* **Страница**
************

Между тем я твердо знал, что какой-то Красный Крест стоит от нас в пятнадцати верстах в направлении фронта. Стали перевязывать. Перевязка протекла кровью, хотя были наложены лубки. Пуля перебила кость.
За этим первым посыпались. Все такие же ходячие, но с переломами рук. Все они, помимо всего прочего, замерзли. И потому кружка горячего чая была для них благодеянием. Некоторые охотно рассказывали, что делается на фронте:
— Там гора великая. Черт ее возьмет! Антилерии треба. Там багацко наших лежит.
И опять:
— Антилерии треба!
На этой «великой» горе стояли мадьяры. К ним приезжал какой-то австрийский принц, и они поклялись ему, что не сдадут горы. И не сдавали, пока не пришла на помощь эта самая «антилерия».
С величайшим трудом, на руках мы втащили пушки на такую гору, с которой была видна эта самая «великая» гора, и наши снаряды ее доставали. Когда «антилерия» прижала как следует, мадьяры побежали и мы заняли «великую» гору.
За этой «великой» горой, на горе еще более высокой, стоял пограничный знак в виде некоего обелиска. На одной стороне было выгравировано: «Польша», на другой — «Венгрия».
* * *
Был один член Государственной Думы. Очень полезный в Таврическом дворце. Он кое-что смыслил в финансах. А на фронте очень суетился. Он свалился мне на голову с криками:
— Едем!
— Куда?
— В Венгрию. Командир корпуса там.
Мой отряд уже втянулся в работу, я мог отлучиться. Поехали. Проехав пограничный обелиск, мы очутились в Венгрии. Это было очень приятно. Тут начинался южный склон. Там, откуда мы приехали, то есть на северном склоне, была зима и мороз. А здесь весна.

************

* **Метки точек объектов**

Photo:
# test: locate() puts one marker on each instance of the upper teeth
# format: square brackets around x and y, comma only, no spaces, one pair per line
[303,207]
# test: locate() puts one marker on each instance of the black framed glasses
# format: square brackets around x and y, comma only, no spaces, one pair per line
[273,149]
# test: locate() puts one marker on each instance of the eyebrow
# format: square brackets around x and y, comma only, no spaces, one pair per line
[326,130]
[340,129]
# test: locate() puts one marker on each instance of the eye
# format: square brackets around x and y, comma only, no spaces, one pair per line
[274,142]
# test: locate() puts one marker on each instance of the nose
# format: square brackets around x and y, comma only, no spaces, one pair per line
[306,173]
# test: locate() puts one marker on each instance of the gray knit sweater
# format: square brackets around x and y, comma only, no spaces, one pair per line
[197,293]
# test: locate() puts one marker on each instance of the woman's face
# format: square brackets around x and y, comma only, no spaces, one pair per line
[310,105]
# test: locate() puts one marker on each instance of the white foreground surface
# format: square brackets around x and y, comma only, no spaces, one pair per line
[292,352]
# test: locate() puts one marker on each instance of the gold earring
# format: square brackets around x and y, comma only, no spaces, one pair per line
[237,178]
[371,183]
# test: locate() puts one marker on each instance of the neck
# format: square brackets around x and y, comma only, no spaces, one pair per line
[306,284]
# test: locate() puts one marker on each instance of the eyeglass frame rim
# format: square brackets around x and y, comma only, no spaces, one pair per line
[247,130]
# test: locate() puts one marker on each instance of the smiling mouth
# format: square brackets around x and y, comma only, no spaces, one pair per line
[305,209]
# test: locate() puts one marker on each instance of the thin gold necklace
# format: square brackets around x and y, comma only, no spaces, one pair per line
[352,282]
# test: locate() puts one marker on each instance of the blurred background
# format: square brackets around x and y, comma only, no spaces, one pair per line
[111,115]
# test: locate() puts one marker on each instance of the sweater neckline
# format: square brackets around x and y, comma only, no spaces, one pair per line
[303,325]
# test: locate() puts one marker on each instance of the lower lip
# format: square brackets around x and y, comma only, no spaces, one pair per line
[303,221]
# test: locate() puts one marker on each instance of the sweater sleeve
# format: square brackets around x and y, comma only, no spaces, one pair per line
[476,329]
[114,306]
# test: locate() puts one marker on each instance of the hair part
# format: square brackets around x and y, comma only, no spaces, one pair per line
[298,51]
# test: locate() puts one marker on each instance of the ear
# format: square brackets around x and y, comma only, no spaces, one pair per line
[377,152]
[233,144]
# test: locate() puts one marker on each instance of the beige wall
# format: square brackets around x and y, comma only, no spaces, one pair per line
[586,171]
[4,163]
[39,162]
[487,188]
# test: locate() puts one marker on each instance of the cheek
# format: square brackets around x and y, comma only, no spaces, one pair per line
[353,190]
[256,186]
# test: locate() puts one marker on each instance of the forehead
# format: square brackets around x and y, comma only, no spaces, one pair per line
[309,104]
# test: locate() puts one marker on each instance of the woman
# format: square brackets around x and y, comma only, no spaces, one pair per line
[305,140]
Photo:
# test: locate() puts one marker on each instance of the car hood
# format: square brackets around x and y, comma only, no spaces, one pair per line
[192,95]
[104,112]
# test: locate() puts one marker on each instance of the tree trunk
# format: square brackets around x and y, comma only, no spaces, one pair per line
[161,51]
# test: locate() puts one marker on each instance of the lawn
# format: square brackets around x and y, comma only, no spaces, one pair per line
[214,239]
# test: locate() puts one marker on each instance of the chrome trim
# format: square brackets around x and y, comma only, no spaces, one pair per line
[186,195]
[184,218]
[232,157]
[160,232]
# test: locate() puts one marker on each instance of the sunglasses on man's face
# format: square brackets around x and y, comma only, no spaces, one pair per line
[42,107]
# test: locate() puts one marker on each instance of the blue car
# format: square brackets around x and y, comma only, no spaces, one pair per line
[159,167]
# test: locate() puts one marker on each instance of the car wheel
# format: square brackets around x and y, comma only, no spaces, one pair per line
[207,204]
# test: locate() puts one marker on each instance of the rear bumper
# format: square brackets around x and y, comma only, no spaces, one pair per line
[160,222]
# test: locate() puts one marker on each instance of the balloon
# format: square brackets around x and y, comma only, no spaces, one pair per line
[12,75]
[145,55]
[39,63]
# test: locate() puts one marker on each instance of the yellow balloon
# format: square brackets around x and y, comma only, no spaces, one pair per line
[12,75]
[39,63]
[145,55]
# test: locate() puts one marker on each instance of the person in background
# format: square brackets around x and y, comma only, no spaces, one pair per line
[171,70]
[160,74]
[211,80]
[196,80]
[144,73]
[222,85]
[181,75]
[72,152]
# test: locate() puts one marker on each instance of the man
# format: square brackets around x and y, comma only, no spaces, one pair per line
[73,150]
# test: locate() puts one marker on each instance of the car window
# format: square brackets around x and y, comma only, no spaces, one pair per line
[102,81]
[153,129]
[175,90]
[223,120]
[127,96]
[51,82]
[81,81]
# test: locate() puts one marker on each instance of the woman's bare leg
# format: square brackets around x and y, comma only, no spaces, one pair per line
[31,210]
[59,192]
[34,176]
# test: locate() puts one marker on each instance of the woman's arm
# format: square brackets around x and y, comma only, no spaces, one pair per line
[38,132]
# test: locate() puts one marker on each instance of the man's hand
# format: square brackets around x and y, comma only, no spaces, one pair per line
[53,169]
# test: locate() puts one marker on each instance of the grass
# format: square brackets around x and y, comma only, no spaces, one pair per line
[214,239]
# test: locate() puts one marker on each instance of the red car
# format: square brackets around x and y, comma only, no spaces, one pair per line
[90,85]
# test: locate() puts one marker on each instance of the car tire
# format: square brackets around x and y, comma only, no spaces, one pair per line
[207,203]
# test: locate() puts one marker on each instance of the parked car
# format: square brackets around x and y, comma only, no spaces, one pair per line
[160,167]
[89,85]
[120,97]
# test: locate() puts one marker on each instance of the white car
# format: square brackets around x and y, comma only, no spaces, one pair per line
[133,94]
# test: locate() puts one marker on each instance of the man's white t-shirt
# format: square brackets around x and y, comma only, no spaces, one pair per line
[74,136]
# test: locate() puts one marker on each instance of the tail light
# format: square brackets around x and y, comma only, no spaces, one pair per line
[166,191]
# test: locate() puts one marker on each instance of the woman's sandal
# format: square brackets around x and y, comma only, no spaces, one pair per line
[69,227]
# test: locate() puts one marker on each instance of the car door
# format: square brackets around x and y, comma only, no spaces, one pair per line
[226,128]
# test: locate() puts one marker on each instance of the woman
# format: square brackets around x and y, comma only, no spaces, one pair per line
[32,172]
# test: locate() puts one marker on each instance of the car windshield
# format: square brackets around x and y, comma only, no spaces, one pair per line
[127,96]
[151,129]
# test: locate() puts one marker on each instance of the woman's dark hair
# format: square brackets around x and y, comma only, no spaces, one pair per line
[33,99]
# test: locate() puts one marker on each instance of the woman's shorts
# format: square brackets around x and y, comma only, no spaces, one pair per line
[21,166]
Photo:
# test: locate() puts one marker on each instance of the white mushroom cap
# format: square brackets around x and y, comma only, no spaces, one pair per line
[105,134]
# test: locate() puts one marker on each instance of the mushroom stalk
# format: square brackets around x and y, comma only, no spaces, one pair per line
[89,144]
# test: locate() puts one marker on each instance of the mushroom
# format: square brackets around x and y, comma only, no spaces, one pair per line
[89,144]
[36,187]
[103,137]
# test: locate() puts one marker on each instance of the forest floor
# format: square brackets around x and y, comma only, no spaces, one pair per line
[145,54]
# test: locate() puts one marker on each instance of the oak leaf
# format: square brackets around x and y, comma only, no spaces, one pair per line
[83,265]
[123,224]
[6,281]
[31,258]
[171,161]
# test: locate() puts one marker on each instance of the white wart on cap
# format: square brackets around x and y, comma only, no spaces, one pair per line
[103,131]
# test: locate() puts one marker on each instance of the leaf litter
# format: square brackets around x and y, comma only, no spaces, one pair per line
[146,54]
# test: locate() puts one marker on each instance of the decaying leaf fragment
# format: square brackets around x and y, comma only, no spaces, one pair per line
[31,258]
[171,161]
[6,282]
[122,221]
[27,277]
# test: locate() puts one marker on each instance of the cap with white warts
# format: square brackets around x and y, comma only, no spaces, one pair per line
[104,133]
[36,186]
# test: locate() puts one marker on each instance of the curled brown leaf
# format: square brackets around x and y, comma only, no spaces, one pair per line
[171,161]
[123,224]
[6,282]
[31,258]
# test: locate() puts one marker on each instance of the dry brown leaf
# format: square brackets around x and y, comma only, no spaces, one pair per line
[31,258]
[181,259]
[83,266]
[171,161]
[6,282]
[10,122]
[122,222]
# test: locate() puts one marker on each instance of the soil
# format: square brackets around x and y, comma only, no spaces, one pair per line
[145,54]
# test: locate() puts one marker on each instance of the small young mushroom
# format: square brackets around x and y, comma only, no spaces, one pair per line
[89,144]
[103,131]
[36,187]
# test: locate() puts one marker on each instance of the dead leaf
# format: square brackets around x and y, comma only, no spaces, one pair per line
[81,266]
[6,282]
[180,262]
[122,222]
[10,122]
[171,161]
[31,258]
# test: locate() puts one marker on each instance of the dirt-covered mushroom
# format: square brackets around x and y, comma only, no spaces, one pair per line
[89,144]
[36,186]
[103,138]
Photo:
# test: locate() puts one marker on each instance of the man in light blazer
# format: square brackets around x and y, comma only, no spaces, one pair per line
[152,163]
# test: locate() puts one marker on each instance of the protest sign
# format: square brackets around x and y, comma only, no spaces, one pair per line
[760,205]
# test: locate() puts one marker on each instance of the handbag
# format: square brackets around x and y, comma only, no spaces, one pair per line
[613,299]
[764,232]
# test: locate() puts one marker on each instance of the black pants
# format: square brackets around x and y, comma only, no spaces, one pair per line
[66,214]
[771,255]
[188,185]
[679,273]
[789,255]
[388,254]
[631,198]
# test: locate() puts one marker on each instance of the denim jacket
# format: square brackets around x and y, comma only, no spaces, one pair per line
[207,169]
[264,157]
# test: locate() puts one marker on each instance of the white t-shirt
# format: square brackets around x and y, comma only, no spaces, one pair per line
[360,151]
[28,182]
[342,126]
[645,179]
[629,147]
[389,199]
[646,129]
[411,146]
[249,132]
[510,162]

************

* **Что требуется**
[1] Ответьте на вопросы по отрывку о фронте.
(a) На каком расстоянии от отряда и в каком направлении стоял Красный Крест?
(b) Что было выгравировано на сторонах пограничного знака?
(c) Где, по словам члена Государственной Думы, находился командир корпуса?
[2] Приведите фрагмент отрывка о фронте от «Между тем я» до «Пуля перебила кость.», подставив «лазарет» вместо «Красный Крест».

* **В ответ**
[1]
(a) В пятнадцати верстах в направлении фронта.
(b) На одной стороне «Польша», на другой «Венгрия».
(c) В Венгрии.

[2]
Между тем я твердо знал, что какой-то лазарет стоит от нас в пятнадцати верстах в направлении фронта. Стали перевязывать. Перевязка протекла кровью, хотя были наложены лубки. Пуля перебила кость.